(Position identification records)

━━━━━━━━━━━━━━━━━━━━━━━━━━━━━━

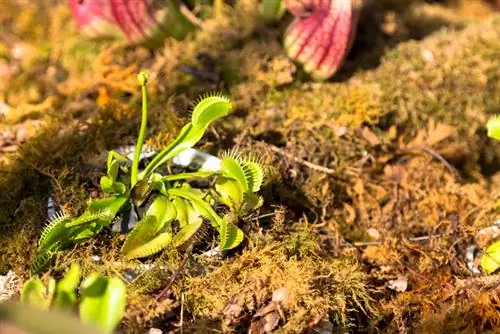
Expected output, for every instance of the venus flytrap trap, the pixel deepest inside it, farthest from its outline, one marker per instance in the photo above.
(101, 301)
(158, 201)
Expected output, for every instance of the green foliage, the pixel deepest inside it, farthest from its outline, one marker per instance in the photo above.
(102, 300)
(490, 261)
(159, 200)
(493, 127)
(35, 293)
(272, 10)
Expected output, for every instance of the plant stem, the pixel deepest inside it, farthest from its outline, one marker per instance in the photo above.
(168, 288)
(143, 80)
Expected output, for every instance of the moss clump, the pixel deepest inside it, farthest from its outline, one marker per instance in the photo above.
(305, 285)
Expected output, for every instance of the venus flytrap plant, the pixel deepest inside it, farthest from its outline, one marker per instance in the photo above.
(160, 200)
(101, 301)
(490, 260)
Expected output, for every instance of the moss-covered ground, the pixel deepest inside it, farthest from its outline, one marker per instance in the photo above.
(381, 176)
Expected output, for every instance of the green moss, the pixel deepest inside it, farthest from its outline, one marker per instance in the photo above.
(312, 286)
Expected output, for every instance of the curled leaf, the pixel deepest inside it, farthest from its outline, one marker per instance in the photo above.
(65, 297)
(103, 302)
(321, 34)
(490, 261)
(493, 127)
(34, 293)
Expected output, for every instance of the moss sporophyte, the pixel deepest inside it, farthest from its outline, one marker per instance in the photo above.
(159, 200)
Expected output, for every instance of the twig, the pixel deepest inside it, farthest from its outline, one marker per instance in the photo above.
(377, 243)
(168, 289)
(303, 162)
(435, 155)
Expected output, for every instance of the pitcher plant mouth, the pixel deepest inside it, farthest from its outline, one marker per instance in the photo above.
(139, 21)
(321, 34)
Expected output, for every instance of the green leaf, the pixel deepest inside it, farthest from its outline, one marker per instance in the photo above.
(206, 111)
(113, 170)
(210, 108)
(185, 176)
(106, 184)
(254, 174)
(181, 209)
(31, 319)
(232, 168)
(187, 232)
(272, 10)
(493, 127)
(163, 209)
(111, 187)
(114, 157)
(65, 297)
(490, 261)
(147, 238)
(103, 302)
(141, 191)
(54, 231)
(34, 293)
(230, 192)
(153, 246)
(230, 235)
(199, 204)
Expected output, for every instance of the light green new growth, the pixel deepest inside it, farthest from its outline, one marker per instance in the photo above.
(102, 300)
(490, 261)
(493, 127)
(143, 80)
(164, 198)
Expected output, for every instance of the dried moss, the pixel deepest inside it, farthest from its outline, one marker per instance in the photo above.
(313, 286)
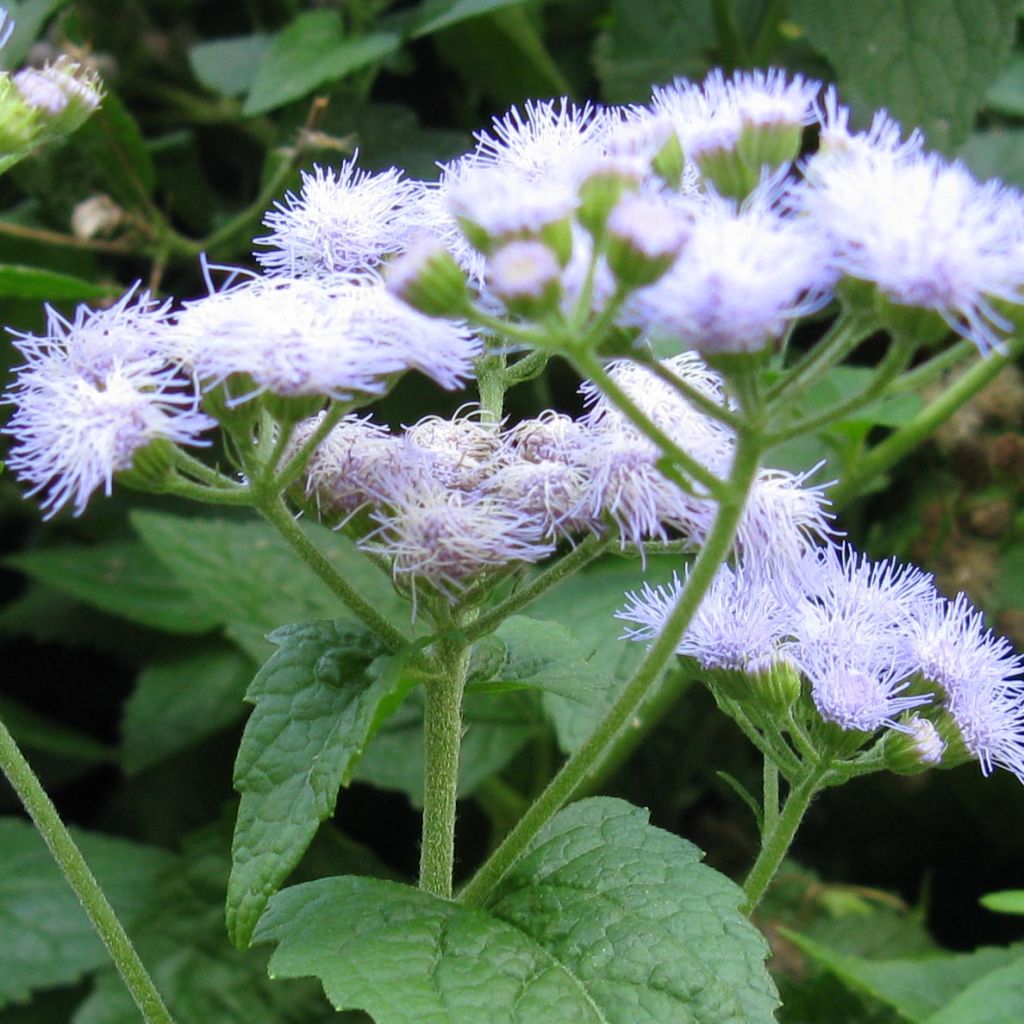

━━━━━━━━━━━━━━━━━━━━━━━━━━━━━━

- _GIVEN PROBLEM_
Update the entries from the line containing "Expected output, for every instance of the dried" up to and including the final line of the entries by replacing "dried moss" with "desiccated moss", keeping all else unchanged. Omit the pictures from your answer.

- _SOLUTION TO THIS EXERCISE_
Expected output, for every instance of the desiccated moss, the pixel deepest inside it, farthest from its outline, one marker per instance in the photo above.
(313, 286)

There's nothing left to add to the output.